GIVEN TEXT start

## Stata 15 help for seed

[R] set seed -- Specify random-number seed and state

Syntax

set seed #

set rngstate statecode

# is any number between 0 and 2^31-1 (or 2,147,483,647).

statecode is a random-number state previously obtained from creturn value c(rngstate).

Description

set seed # specifies the initial value of the random-number seed used by the random-number functions, such as runiform() and rnormal().

set rngstate statecode resets the state of the random-number generator to the value specified, which is a state previously obtained from creturn value c(rngstate).

set seed # and set rngstate statecode apply to the current random-number generator. Every random-number generator in Stata has its own seed and state encoding.

Remarks

Remarks are presented under the following headings:

Examples

1. Specify initial value of random-number seed

. set seed 339487731

2. Create variable u containing uniformly distributed pseudorandom numbers on the interval (0,1)

. generate u = runiform()

3. Create variable z containing normally distributed random numbers with mean 0 and standard deviation 1

. generate z = rnormal()

4. Obtain state of pseudorandom-number generator and store it in a local macro named state

. local state = c(rngstate)

GIVEN TEXT end

• _SET TASK A_
Report only the number of lines in the records that contain the string "green".

PROVIDED DATA start

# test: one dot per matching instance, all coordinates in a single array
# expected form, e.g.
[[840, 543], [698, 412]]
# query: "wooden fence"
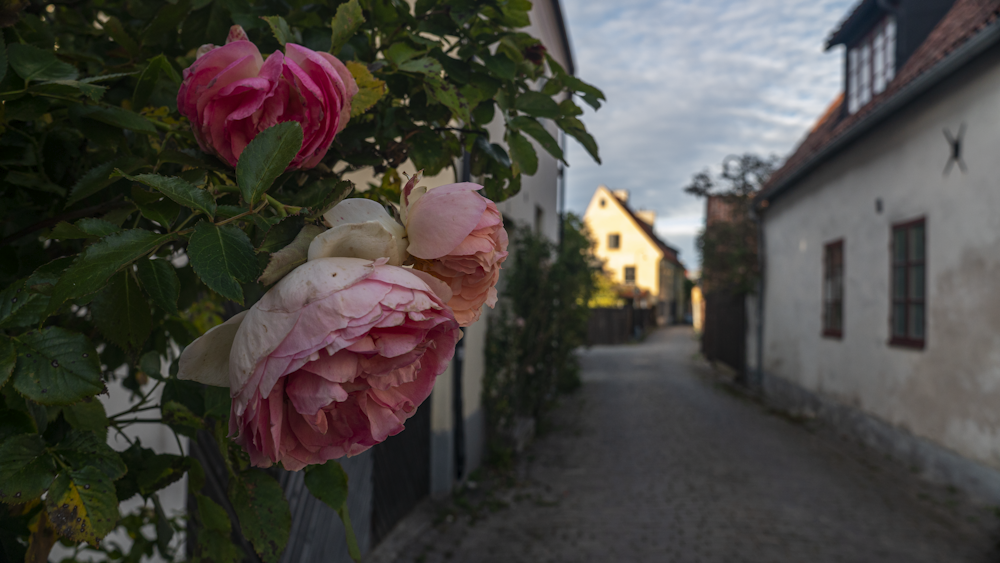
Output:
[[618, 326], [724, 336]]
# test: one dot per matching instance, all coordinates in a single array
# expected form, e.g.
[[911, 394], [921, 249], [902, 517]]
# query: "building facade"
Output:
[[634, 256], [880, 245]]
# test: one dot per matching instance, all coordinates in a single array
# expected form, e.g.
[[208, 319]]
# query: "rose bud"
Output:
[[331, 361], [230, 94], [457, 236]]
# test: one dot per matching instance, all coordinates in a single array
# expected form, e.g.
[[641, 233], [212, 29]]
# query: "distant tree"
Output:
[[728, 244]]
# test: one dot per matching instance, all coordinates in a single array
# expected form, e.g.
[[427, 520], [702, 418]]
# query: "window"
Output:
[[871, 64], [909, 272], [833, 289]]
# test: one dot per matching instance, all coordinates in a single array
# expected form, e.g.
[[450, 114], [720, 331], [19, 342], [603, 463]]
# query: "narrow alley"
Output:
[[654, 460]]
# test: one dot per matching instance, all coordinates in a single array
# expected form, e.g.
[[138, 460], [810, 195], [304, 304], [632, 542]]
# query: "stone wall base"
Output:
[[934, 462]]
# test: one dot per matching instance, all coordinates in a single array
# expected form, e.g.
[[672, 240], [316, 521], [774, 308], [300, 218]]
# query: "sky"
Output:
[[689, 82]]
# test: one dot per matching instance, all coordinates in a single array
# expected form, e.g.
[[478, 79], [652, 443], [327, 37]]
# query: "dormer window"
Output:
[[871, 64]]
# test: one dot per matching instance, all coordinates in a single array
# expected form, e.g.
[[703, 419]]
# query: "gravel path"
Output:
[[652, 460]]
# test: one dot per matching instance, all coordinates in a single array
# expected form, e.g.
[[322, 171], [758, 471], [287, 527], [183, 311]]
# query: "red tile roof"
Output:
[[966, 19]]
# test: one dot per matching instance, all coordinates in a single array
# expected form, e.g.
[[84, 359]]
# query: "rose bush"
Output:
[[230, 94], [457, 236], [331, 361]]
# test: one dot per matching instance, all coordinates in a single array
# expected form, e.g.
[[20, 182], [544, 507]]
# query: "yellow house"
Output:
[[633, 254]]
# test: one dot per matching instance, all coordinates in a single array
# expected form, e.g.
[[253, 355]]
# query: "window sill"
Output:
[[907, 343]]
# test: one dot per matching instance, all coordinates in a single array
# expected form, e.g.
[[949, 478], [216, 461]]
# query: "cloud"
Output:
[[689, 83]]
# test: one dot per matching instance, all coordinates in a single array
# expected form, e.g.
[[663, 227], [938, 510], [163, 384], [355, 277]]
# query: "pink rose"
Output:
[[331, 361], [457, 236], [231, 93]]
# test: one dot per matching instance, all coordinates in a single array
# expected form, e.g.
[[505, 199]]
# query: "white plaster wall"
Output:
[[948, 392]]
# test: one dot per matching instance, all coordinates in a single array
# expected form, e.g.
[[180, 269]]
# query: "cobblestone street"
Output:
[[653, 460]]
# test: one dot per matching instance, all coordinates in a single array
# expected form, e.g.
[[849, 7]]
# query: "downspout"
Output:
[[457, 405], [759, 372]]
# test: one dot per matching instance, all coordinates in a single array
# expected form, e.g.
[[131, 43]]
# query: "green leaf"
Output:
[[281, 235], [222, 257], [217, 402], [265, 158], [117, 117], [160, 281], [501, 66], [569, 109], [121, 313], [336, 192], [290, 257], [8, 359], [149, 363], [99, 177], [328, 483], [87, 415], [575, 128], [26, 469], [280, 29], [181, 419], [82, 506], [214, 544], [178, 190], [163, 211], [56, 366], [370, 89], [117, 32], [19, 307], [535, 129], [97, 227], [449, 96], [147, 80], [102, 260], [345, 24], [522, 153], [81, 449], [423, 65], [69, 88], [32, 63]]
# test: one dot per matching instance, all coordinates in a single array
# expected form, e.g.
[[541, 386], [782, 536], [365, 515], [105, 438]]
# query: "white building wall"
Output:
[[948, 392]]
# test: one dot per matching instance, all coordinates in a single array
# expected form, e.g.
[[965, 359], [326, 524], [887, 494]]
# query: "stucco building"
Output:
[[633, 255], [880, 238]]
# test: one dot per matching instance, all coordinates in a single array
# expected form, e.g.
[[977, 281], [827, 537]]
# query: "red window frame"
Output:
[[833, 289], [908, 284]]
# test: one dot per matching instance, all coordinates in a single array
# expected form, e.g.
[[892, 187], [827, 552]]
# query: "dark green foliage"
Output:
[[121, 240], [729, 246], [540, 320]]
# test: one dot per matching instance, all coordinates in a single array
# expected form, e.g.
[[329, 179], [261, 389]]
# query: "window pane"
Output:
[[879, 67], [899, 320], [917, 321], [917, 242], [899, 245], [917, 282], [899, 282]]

PROVIDED DATA end

• _SET TASK B_
According to the Stata help page on set seed, what values may be given as the seed number?

• _WORKED SOLUTION A_
2

• _WORKED SOLUTION B_
Any number between 0 and 2^31-1 (or 2,147,483,647).